▶ **CHALLENGE**: Filter the records below and copy out each line that contains the string "dirt". Matching is case-sensitive.

====== RECORDED DATA ======

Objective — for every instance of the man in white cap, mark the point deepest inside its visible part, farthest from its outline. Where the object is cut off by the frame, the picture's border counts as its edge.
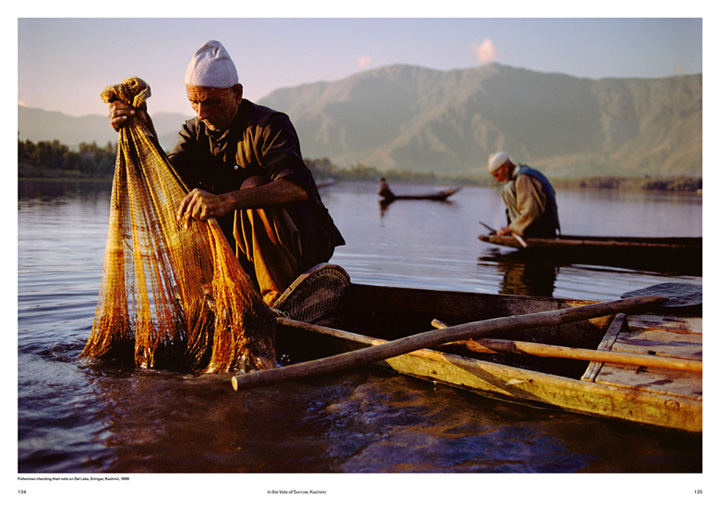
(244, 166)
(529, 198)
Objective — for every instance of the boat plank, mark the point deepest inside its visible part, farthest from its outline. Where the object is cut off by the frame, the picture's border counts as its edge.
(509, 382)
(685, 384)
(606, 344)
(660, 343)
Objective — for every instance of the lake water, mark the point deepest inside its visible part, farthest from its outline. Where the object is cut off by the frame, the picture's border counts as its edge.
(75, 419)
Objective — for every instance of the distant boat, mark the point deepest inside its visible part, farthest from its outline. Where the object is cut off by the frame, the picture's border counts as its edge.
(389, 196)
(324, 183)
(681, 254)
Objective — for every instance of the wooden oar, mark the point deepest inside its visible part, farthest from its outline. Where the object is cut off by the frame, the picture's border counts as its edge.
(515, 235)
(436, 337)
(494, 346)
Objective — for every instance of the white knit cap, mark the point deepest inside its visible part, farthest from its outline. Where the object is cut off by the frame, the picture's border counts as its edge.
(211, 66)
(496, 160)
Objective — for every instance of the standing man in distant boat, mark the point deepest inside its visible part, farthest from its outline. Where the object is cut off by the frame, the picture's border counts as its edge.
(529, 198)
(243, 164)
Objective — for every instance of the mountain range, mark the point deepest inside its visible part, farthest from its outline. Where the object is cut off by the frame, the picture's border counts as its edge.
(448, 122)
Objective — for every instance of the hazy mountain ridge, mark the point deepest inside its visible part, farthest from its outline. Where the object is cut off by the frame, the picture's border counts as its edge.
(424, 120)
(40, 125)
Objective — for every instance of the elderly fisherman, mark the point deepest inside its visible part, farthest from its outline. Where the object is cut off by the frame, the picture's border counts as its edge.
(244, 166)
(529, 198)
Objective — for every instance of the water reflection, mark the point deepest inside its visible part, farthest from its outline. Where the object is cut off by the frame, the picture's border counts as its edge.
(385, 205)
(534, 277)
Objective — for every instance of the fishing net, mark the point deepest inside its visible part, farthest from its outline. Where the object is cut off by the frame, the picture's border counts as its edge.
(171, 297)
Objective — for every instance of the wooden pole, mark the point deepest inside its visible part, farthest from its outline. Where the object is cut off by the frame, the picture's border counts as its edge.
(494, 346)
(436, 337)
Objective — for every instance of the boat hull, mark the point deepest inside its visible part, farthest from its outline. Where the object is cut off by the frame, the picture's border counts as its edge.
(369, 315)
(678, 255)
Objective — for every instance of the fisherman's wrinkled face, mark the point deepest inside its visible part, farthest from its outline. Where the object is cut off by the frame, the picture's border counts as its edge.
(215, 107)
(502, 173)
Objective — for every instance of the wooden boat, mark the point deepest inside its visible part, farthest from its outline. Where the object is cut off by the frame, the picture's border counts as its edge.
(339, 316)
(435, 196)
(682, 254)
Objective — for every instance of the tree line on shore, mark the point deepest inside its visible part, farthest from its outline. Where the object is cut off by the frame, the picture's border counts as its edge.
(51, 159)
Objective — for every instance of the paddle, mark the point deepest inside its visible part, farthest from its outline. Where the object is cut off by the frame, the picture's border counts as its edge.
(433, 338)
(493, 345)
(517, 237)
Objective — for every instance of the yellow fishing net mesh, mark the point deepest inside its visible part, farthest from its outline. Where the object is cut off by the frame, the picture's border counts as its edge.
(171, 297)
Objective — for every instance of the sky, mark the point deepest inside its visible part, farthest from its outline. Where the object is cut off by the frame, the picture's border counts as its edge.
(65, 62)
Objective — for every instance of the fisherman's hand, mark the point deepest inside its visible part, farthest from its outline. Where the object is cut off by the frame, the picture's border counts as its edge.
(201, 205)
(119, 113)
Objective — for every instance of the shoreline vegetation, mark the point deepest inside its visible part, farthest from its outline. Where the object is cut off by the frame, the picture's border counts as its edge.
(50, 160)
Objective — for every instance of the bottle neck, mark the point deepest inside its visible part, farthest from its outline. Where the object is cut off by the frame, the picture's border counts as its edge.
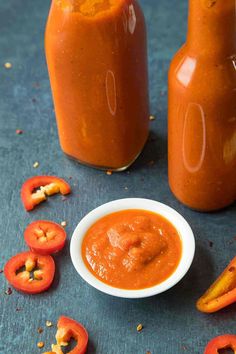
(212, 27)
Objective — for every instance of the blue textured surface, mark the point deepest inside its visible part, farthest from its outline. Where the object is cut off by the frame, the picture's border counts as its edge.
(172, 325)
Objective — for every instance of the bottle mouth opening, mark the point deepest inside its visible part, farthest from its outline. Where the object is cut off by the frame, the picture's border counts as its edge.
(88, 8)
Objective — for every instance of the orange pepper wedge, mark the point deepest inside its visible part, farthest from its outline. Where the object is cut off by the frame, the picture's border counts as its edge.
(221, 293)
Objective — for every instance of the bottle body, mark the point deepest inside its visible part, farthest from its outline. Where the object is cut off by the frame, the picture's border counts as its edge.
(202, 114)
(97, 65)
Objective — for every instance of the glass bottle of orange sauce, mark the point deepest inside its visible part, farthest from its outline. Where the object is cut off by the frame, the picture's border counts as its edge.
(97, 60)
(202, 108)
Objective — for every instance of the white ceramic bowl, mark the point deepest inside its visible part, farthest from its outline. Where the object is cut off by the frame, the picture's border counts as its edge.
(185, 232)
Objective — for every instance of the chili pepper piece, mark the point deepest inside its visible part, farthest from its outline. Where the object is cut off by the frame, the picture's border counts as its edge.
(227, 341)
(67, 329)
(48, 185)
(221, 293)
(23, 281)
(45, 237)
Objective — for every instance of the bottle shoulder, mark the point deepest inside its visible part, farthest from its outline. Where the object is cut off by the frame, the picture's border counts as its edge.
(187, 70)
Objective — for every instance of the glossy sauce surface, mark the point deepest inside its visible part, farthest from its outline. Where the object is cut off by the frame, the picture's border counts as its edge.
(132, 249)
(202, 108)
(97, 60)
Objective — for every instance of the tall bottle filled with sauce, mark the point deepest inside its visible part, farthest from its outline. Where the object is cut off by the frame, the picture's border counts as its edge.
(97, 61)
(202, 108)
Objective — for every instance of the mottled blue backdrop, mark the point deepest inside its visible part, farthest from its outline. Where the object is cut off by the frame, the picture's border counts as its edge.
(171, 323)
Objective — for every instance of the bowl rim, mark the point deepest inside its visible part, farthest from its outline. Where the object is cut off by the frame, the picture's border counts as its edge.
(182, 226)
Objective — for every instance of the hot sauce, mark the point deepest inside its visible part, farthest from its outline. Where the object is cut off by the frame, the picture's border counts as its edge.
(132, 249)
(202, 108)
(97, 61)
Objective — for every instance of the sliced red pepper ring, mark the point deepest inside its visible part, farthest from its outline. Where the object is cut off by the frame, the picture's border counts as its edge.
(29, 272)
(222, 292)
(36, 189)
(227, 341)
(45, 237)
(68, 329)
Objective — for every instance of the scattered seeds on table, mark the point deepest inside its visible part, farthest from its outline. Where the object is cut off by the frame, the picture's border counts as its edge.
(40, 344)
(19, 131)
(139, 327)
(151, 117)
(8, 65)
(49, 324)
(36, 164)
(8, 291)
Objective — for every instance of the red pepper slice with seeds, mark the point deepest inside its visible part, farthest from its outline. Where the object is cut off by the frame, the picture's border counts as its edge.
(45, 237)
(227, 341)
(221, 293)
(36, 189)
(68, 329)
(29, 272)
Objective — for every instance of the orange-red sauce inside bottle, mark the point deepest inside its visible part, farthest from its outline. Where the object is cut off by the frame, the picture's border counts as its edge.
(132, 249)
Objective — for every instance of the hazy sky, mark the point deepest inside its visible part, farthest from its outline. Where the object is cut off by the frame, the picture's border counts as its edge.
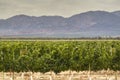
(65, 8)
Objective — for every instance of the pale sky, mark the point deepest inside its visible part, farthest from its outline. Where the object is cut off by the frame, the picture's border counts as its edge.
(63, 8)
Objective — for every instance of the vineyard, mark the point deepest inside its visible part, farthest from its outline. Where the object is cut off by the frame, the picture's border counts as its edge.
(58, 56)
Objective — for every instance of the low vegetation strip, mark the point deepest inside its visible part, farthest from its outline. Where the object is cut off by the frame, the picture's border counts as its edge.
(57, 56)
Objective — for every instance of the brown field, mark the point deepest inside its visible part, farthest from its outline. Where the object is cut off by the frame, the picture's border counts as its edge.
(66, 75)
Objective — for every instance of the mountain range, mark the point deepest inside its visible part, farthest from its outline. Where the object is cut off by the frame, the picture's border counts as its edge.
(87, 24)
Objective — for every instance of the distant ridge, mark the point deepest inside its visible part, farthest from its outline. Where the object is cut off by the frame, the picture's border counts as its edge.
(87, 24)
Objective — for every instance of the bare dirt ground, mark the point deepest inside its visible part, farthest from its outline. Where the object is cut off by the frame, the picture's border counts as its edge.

======
====== RECORDED DATA ======

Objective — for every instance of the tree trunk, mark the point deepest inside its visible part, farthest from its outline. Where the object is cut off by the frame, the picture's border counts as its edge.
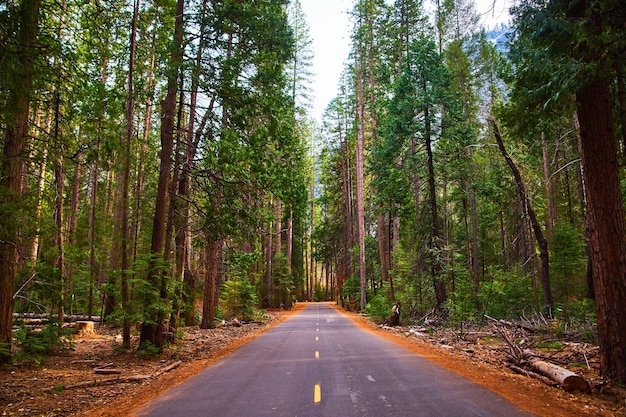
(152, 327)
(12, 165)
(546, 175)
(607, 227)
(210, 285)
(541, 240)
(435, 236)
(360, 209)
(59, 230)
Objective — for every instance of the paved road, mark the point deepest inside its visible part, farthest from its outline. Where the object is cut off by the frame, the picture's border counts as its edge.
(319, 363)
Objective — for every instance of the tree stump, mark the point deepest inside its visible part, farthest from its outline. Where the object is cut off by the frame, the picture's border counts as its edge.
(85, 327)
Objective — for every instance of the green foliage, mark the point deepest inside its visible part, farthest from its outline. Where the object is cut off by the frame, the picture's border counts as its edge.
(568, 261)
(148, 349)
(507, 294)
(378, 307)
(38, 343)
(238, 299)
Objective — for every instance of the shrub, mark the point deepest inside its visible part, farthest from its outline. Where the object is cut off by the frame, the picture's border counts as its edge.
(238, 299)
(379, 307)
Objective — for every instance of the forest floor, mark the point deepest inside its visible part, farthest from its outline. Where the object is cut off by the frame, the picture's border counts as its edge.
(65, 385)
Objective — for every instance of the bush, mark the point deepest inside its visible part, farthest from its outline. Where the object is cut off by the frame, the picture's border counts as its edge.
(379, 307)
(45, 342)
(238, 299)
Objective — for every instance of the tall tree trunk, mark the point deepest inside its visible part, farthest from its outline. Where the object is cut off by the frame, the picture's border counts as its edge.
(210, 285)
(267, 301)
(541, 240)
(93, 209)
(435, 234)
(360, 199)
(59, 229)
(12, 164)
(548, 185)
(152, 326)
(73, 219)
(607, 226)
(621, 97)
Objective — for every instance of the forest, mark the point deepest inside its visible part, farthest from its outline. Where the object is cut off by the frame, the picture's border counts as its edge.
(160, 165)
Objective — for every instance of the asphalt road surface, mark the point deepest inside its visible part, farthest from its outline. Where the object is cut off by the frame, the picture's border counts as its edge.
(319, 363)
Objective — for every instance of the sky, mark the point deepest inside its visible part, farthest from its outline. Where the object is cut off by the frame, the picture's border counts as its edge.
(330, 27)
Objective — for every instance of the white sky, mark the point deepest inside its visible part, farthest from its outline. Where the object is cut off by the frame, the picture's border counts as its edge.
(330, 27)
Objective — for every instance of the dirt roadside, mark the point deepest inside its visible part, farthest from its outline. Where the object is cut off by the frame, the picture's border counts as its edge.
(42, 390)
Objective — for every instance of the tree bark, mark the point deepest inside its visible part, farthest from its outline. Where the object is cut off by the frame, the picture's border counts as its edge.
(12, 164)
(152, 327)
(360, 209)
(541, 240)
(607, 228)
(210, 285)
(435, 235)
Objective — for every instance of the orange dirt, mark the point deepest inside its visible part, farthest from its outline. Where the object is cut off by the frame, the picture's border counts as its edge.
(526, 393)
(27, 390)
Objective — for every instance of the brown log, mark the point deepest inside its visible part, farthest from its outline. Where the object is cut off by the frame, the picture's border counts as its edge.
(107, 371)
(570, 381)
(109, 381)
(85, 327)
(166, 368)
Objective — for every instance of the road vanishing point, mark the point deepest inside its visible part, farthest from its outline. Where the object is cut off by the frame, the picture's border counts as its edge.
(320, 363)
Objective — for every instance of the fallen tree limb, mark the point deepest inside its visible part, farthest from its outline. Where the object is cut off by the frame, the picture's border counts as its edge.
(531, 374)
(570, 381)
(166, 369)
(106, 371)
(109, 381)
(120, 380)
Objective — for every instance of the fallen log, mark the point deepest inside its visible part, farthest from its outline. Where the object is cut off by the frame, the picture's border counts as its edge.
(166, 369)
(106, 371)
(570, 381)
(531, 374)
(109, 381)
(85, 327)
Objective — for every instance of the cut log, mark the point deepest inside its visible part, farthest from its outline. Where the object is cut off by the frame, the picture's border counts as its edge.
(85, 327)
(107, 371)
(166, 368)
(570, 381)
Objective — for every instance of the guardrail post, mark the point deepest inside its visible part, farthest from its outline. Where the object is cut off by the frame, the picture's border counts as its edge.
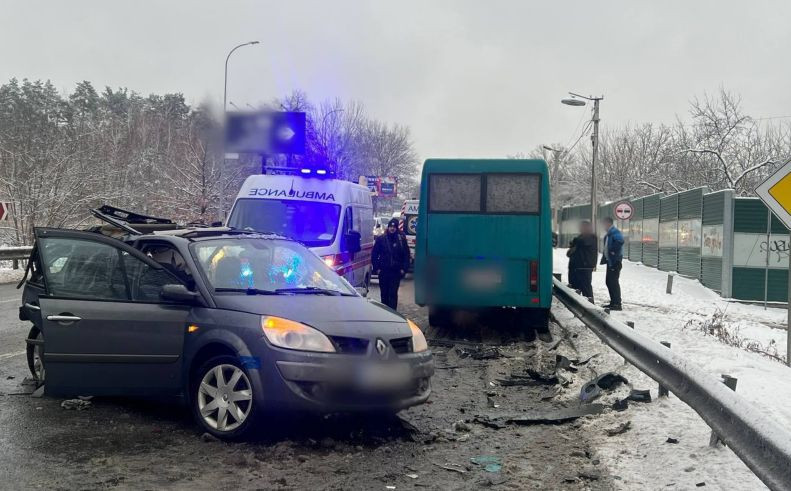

======

▶ **EXERCISE ANSWER**:
Objective — for every instance of the bare dirt ground, mark the point deepest inside its visible part, farthest from its outline. Where the object is cut off by the frame, the picture's border counts as its edge.
Objective — for every instance of the dirt roadside, mark the point deepest inside its visible part, farthest from its outline. Where the object is cut off by the frame, the picture's border counts as its edge.
Objective — for every instance of the orange dirt, mark the point deepest inside its visible part, farthest from its outline. Where the object is cut off by the frame, the picture's border counts as its edge.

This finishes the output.